▶ EXERCISE REQUIREMENTS:
1. In the mailing-list post on packet reordering, what was the HP-UX 11.0 scheme that queued packets to the CPU where the connection last ran called?
2. From the mailing-list post on packet reordering, copy the passage starting at "Of course NAPI" and ending at "Optimized Packet Scheduling.".

▶ READING PASSAGE:
◆ ◆ ◆ ◆ ◆ ◆ ◆

On Thu, 2005-03-31 at 16:24, Rick Jones wrote:
> > The repurcassions of going from per-CPU-for-all-devices queue
> > (introduced by softnet) to per-device-for-all-CPUs maybe huge in my
> > opinion especially in SMP. A closer view of whats there now maybe
> > per-device-per-CPU backlog queue.
> > I think performance will be impacted in all devices. imo, whatever needs
> > to go in needs to have some experimental data to back it
>
> Indeed.
>
> At the risk of again chewing on my toes (yum), if multiple CPUs are pulling
> packets from the per-device queue there will be packet reordering.
;-> This happens already _today_ on Linux on non-NAPI.
Take the following scenario in non-NAPI.
-packet 1 arrives
-interupt happens, NIC bound to CPU0
- in the meantime packets 2,3 arrive
- 3 packets put on queue for CPU0
- interupt processing done
- packet 4 arrives, interupt, CPU1 is bound to NIC
- in the meantime packets 5,6 arrive
- CPU1 backlog queue used.
- interupt processing done
Assume CPU0 is overloaded with other systenm work and CPU1 rx processing
kicks in first ...
TCP sees packet 4, 5, 6 before 1, 2, 3 ..
Note Linux is quiet resilient to reordering compared to other OSes (as
you may know) but avoiding this is a better approach - hence my
suggestion to use NAPI when you want to do serious TCP.
Of course NAPI is not all that panacea under low traffic eating a little
bit more CPU (but you have CPU issues under low load you are in some
other deep shit)
> HP-UX 10.0
> did just that and it was quite nasty even at low CPU counts (<=4). It was
> changed by HP-UX 10.20 (ca 1995) to per-CPU queues with queue selection
> computed
> from packet headers (hash the IP and TCP/UDP header to pick a CPU) It was
> called
> IPS for Inbound Packet Scheduling. 11.0 (ca 1998) later changed that to
> "find
> where the connection last ran and queue to that CPU" That was called TOPS -
> Thread Optimized Packet Scheduling.
>
Dont think we can do that unfortunately: We are screwed by the APIC
architecture on x86.
cheers,
jamal
|

◆ ◆ ◆ ◆ ◆ ◆ ◆

▶ DATA ENTRIES:
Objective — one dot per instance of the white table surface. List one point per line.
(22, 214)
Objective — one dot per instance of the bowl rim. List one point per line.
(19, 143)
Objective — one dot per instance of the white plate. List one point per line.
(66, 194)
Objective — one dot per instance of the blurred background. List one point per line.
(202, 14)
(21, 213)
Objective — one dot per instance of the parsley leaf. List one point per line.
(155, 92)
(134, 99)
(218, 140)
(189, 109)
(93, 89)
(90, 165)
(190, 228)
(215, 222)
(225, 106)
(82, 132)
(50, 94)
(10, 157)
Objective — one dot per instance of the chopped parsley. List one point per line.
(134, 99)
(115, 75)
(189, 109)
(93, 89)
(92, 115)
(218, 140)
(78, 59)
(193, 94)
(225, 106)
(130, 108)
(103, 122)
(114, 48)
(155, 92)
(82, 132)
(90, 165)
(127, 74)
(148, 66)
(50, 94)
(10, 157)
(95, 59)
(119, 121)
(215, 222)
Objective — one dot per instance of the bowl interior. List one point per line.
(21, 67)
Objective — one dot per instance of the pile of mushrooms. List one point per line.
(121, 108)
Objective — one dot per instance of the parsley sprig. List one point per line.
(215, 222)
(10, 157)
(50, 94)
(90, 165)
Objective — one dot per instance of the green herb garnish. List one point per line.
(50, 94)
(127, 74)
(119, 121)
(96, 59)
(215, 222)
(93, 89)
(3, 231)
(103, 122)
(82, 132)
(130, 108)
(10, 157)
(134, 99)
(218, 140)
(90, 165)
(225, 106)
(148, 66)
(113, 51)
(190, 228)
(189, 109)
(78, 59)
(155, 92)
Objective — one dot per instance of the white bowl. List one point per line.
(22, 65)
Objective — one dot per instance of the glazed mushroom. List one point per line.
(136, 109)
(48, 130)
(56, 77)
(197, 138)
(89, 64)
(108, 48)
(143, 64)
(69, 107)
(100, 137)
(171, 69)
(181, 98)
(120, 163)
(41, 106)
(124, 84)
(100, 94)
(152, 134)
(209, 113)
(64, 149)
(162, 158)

◆ ◆ ◆ ◆ ◆ ◆ ◆

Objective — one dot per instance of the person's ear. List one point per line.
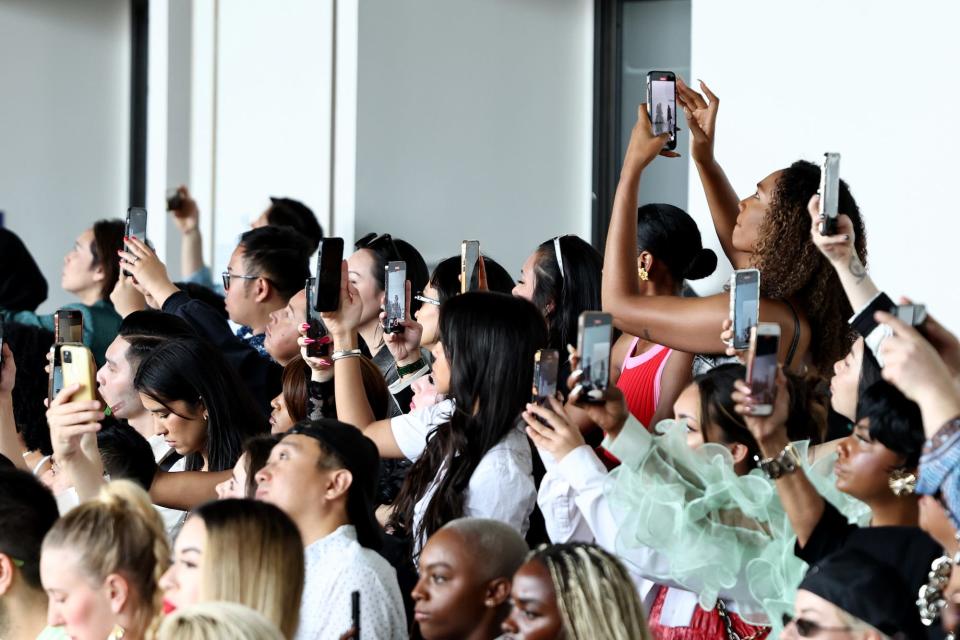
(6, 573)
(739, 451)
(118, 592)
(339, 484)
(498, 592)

◆ ◆ ◆ ◆ ◆ ◆ ◆

▶ SOLUTION LIST:
1. TOPS, Thread Optimized Packet Scheduling.

2.
Of course NAPI is not all that panacea under low traffic eating a little
bit more CPU (but you have CPU issues under low load you are in some
other deep shit)
> HP-UX 10.0
> did just that and it was quite nasty even at low CPU counts (<=4). It was
> changed by HP-UX 10.20 (ca 1995) to per-CPU queues with queue selection
> computed
> from packet headers (hash the IP and TCP/UDP header to pick a CPU) It was
> called
> IPS for Inbound Packet Scheduling. 11.0 (ca 1998) later changed that to
> "find
> where the connection last ran and queue to that CPU" That was called TOPS -
> Thread Optimized Packet Scheduling.